What is needed:
Beginning with the line where "the dark window" appears, retype every remaining line of the data below, both the first and last included.

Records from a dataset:
-- -- --

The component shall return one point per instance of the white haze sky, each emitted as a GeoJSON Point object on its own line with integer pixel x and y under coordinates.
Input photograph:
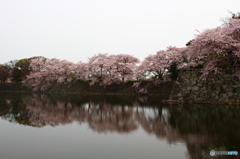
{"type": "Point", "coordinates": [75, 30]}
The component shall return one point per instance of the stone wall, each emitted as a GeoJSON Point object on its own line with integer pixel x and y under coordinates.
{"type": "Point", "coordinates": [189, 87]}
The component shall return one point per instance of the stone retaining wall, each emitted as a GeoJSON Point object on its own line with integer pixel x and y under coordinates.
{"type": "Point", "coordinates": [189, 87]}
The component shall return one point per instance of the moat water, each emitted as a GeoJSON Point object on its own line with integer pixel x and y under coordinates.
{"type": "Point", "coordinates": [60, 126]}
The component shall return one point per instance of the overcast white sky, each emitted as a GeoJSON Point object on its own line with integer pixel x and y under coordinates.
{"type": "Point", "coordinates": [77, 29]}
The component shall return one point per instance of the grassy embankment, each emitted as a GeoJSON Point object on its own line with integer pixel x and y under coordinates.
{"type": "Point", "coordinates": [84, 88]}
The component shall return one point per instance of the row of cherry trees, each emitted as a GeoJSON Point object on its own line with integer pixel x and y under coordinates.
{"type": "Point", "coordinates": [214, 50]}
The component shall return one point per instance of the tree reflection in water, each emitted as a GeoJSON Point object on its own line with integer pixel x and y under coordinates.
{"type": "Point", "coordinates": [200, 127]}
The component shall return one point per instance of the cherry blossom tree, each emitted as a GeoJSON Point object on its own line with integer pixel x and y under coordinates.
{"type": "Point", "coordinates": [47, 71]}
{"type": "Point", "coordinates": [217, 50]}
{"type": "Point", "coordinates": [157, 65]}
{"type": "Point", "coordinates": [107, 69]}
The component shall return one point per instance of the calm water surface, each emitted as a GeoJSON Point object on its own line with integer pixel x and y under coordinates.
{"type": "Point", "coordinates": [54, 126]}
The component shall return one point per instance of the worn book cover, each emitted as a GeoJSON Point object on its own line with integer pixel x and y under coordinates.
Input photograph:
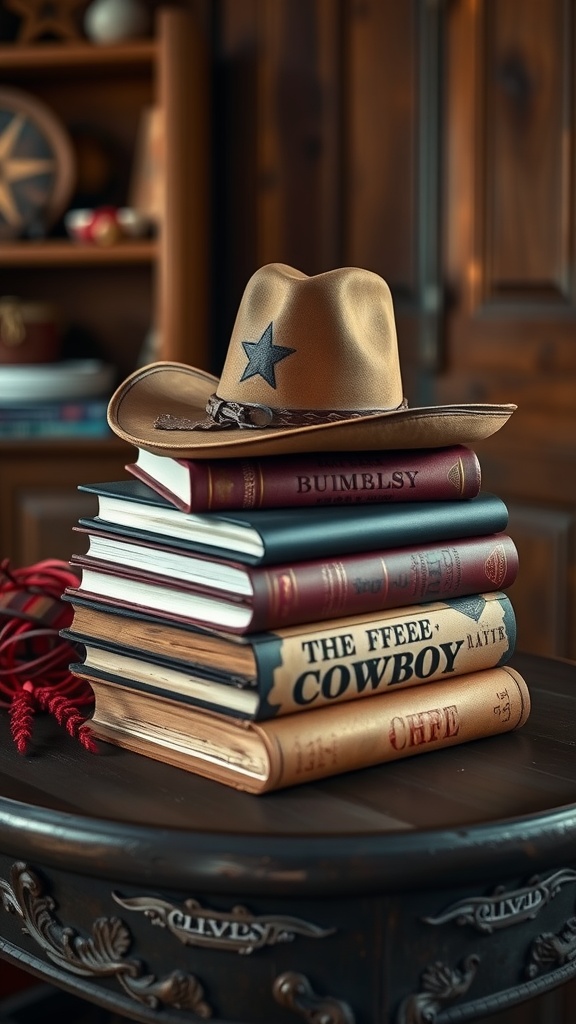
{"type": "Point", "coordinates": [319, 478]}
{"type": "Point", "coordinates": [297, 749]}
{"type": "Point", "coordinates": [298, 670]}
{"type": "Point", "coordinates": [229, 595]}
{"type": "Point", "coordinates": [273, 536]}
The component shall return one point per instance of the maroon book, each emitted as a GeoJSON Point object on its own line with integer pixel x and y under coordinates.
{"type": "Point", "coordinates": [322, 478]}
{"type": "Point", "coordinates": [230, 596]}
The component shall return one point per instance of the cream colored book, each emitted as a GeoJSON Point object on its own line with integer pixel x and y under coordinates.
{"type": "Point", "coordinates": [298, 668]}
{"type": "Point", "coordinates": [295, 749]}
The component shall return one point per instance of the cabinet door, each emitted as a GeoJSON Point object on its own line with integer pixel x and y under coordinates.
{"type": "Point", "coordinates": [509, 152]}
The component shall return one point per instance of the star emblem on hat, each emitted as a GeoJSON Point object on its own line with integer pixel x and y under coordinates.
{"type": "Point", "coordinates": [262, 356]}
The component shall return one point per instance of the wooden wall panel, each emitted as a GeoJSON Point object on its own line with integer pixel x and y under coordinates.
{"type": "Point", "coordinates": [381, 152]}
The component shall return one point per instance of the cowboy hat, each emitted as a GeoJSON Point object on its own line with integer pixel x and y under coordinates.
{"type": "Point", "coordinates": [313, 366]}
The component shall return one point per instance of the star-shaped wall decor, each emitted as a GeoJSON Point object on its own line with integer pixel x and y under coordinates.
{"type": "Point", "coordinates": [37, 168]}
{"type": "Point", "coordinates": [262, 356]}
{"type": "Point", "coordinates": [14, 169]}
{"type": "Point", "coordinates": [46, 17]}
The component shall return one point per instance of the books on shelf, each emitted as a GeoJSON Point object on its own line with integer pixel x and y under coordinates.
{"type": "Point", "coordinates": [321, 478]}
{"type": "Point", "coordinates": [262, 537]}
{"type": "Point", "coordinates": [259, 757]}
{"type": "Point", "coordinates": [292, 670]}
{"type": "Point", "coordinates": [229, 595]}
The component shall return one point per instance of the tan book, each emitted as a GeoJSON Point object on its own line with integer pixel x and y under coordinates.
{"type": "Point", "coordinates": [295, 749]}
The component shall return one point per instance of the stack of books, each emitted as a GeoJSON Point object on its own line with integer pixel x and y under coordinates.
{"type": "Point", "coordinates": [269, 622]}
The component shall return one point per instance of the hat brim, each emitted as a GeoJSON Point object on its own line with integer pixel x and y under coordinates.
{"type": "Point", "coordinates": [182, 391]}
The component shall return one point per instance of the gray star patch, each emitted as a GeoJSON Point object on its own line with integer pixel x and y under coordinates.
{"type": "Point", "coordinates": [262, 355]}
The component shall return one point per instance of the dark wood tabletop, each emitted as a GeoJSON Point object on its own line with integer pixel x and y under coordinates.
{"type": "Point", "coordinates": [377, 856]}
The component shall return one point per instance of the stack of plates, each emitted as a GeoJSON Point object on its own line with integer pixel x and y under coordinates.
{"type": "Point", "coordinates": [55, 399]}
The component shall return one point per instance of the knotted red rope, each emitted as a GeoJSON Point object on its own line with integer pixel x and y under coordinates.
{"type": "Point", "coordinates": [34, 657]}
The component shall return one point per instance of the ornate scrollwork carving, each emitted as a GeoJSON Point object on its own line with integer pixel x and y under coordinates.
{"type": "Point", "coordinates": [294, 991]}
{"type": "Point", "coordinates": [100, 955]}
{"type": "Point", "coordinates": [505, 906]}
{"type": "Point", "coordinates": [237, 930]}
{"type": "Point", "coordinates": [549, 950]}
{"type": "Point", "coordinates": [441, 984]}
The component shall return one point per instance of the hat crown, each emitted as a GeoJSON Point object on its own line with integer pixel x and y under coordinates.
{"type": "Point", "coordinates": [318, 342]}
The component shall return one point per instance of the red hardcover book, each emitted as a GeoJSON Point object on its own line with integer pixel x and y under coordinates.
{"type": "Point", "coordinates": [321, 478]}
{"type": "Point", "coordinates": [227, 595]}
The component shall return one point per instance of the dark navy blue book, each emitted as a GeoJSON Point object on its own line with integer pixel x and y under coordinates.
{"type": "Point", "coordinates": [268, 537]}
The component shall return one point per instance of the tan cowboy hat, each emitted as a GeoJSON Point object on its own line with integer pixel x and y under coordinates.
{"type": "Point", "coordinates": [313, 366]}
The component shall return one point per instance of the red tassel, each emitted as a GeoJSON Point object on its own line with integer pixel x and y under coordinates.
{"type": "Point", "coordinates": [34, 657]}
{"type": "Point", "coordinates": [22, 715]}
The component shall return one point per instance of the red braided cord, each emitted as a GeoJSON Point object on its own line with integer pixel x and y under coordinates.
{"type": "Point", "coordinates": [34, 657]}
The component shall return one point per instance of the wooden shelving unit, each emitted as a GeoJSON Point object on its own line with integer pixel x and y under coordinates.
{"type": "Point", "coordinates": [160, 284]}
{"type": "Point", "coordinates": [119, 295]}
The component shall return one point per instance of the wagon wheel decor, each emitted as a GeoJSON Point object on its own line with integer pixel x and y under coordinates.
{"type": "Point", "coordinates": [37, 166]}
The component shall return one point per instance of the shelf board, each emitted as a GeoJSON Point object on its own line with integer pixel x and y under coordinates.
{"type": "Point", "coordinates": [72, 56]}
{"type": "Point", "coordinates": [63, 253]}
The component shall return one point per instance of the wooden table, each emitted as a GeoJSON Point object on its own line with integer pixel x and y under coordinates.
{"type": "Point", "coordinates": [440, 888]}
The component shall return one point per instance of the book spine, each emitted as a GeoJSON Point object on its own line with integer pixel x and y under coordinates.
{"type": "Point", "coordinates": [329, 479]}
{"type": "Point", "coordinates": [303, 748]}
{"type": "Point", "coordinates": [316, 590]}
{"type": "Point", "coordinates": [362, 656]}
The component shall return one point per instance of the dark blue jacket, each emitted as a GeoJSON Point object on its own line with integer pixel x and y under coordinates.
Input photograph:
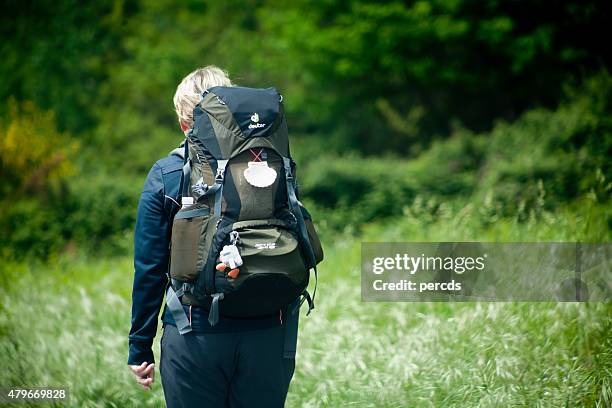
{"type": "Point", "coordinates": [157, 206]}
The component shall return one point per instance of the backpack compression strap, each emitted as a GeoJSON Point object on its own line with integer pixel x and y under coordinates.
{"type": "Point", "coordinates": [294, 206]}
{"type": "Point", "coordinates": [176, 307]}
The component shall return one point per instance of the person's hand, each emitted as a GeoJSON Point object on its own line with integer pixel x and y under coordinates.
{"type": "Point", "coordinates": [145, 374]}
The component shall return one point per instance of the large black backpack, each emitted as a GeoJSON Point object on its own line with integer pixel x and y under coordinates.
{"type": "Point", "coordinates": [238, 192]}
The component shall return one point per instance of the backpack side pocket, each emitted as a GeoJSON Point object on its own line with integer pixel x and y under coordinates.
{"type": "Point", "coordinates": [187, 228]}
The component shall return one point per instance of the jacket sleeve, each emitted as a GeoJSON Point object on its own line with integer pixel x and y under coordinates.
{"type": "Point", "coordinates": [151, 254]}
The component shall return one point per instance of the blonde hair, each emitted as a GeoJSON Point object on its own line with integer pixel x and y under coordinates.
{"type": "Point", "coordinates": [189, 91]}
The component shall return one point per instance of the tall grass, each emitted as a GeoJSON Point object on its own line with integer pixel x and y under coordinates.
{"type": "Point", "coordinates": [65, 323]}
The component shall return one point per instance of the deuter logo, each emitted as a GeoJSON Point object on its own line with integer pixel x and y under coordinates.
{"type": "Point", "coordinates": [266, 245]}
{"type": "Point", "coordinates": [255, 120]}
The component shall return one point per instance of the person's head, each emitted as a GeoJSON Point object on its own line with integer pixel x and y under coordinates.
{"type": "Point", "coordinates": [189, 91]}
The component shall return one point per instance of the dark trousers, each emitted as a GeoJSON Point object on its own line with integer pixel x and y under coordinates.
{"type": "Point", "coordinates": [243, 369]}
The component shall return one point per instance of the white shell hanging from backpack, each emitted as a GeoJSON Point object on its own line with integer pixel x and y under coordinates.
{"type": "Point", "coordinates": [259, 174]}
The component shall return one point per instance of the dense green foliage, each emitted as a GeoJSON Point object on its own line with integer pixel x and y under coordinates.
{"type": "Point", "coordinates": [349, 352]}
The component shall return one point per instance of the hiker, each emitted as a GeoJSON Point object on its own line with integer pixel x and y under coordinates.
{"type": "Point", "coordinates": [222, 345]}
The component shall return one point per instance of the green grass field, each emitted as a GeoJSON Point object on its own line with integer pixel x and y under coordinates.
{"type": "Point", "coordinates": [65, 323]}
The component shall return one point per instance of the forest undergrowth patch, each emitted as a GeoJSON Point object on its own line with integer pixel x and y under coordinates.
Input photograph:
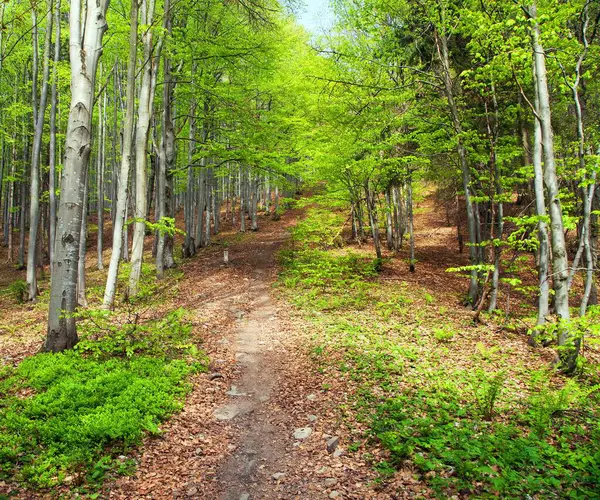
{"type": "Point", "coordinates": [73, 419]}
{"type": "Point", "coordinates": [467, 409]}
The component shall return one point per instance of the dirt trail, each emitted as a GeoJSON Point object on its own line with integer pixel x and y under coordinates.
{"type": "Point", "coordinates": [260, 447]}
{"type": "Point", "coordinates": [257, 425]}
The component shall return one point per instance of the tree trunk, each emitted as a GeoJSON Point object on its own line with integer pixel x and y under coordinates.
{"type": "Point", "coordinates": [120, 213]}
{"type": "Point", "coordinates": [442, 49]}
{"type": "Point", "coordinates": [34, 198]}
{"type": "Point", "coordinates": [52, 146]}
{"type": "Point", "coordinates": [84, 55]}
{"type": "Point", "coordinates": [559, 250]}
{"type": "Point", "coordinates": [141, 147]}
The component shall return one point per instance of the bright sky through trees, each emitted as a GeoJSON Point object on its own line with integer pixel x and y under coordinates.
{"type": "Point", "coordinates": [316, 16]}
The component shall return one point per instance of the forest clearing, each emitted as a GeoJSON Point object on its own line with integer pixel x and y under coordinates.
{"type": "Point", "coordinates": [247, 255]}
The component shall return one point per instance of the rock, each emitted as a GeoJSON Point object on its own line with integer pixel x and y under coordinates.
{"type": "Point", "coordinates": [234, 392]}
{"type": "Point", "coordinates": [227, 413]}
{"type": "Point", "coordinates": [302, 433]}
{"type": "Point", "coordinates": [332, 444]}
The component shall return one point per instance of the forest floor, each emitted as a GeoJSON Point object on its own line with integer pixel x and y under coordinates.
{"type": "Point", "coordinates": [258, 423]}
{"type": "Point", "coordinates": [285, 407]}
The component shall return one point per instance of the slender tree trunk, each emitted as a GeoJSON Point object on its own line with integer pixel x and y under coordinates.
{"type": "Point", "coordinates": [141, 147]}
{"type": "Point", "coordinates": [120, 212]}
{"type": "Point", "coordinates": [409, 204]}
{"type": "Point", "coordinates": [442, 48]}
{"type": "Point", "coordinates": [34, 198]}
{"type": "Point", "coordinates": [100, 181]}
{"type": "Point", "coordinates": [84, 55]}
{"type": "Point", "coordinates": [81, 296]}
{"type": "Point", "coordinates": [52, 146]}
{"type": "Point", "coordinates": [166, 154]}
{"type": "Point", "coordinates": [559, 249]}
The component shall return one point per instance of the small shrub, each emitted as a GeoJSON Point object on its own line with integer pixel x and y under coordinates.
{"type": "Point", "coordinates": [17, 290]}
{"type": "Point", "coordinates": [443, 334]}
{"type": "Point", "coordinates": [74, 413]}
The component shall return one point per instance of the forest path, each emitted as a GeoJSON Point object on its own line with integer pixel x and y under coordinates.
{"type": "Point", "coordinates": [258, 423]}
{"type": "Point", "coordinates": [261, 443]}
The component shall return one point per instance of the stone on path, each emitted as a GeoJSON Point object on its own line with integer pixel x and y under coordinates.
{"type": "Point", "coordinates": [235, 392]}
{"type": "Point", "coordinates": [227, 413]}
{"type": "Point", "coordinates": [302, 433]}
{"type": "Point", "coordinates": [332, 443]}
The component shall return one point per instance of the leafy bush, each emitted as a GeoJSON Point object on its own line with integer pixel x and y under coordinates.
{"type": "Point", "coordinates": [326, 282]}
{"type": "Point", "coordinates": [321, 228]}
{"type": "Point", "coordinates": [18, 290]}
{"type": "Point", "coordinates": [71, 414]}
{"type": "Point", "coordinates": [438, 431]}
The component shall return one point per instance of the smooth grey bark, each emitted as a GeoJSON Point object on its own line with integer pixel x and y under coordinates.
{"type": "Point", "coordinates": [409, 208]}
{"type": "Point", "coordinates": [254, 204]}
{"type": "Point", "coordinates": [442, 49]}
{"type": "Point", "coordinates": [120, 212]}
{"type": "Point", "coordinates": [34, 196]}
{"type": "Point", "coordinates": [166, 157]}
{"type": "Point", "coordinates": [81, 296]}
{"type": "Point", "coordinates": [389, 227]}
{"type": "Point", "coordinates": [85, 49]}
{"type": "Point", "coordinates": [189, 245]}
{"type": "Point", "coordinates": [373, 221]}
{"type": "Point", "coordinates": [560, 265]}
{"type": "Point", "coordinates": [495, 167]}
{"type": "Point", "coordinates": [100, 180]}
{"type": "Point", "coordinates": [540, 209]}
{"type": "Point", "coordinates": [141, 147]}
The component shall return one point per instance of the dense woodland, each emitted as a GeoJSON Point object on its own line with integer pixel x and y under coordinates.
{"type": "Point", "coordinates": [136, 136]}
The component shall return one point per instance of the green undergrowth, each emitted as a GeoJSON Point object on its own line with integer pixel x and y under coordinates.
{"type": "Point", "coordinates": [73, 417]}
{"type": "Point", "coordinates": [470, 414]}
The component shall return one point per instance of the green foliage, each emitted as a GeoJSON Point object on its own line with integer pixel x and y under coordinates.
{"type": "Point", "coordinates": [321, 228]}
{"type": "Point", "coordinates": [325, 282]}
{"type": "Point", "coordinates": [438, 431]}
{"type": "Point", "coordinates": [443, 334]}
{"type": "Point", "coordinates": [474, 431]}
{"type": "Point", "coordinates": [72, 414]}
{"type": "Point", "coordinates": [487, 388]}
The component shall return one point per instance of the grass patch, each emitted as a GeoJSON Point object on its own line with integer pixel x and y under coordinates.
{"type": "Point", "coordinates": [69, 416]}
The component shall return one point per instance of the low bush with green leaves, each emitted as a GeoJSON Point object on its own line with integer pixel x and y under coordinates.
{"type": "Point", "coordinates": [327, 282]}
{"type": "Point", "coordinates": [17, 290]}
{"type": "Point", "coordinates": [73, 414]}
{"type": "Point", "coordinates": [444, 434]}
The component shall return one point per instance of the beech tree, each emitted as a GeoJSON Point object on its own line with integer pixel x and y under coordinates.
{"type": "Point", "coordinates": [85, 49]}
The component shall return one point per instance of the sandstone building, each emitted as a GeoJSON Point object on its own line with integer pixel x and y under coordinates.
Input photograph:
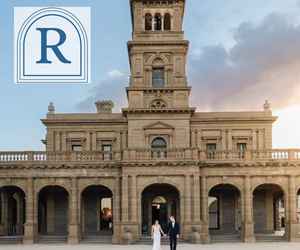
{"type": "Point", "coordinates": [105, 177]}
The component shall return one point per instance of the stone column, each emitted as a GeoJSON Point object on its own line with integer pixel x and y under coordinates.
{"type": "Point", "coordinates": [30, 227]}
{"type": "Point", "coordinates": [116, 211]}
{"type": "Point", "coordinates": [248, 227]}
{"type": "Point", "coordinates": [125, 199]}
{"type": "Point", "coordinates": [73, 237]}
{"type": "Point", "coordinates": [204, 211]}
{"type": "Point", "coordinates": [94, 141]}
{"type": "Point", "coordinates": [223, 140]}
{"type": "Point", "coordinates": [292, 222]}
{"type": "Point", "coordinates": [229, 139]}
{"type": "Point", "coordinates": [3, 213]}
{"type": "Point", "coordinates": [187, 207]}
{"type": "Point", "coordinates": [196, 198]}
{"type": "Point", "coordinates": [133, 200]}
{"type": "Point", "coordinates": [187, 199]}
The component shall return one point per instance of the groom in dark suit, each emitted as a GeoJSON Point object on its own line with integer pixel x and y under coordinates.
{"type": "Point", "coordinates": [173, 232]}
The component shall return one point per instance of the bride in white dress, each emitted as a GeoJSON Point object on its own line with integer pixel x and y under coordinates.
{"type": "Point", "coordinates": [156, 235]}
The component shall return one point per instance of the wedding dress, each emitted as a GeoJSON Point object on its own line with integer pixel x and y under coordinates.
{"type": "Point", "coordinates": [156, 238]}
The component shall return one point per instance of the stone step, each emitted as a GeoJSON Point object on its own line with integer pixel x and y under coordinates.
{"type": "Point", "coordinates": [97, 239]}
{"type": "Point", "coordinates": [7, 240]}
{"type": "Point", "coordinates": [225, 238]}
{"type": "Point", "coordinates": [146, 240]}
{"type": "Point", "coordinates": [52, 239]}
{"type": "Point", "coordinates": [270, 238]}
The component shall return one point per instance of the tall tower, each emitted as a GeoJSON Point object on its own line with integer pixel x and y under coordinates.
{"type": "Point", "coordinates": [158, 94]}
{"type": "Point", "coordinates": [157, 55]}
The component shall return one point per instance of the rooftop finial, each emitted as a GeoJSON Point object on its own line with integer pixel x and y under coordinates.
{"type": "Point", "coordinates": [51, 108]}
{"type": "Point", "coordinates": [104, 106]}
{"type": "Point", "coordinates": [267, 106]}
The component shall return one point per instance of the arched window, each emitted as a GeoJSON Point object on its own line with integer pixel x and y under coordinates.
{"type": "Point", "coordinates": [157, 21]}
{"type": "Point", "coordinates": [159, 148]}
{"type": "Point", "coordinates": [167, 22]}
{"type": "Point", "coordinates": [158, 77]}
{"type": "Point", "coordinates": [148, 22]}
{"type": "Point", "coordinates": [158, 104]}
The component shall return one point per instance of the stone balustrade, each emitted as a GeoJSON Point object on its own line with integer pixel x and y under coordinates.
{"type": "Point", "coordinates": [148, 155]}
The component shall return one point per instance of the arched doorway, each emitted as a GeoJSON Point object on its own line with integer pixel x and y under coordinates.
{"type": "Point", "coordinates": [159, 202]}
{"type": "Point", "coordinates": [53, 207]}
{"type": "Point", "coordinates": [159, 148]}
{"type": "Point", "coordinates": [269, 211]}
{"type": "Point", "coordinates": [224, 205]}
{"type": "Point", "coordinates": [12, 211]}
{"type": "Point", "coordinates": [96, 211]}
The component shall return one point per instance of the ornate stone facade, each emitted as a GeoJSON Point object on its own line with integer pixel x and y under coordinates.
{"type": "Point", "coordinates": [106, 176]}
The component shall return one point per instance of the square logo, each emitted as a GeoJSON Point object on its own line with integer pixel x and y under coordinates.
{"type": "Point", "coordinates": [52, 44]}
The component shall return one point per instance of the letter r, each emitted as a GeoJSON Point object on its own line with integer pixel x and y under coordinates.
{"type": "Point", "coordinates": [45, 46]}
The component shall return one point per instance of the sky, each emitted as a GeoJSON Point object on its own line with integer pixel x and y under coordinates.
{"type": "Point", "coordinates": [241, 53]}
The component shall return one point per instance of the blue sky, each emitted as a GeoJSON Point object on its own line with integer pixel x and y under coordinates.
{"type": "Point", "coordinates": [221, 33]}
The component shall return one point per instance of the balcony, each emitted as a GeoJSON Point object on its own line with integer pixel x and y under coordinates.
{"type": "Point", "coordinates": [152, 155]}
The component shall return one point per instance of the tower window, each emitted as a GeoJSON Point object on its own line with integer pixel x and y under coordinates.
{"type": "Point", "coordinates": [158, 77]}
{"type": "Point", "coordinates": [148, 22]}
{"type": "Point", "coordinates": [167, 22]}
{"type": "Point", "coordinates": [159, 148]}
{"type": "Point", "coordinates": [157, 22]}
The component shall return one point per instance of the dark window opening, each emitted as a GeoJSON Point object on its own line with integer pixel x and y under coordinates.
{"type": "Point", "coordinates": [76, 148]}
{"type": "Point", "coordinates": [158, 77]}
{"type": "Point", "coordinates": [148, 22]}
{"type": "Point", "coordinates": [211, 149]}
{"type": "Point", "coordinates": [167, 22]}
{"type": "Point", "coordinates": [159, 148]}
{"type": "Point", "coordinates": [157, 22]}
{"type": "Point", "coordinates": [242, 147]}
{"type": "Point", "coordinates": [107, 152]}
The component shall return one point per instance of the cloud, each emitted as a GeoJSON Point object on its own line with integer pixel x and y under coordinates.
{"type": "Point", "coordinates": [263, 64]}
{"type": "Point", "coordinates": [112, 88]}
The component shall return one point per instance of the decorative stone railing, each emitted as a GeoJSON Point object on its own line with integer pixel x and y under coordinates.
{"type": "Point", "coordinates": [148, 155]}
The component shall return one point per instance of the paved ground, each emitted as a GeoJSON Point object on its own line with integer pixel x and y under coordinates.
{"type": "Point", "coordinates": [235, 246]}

-- -- --

Response to the exercise:
The component shall return one point per instance of the dark window opening, each emitted as a GeoJSON Point object on its own line with integer pixel x and y under coordinates.
{"type": "Point", "coordinates": [76, 148]}
{"type": "Point", "coordinates": [158, 77]}
{"type": "Point", "coordinates": [148, 22]}
{"type": "Point", "coordinates": [211, 149]}
{"type": "Point", "coordinates": [167, 22]}
{"type": "Point", "coordinates": [159, 148]}
{"type": "Point", "coordinates": [157, 22]}
{"type": "Point", "coordinates": [242, 147]}
{"type": "Point", "coordinates": [107, 152]}
The component shall return one point per instance of the cloud, each emitted as a GeoJSON Point object on its own line with integer pixel x and y under coordinates.
{"type": "Point", "coordinates": [263, 64]}
{"type": "Point", "coordinates": [112, 88]}
The component shall return one point per instance of the decorative stone railing, each emitted as a GeoJSON Point object on its own line with integer pixel x and y under coordinates.
{"type": "Point", "coordinates": [148, 155]}
The component shall return one point per instance of the paved ground, each emitted as a GeoJSON Point object on its own line with integer pixel x and y under coordinates.
{"type": "Point", "coordinates": [235, 246]}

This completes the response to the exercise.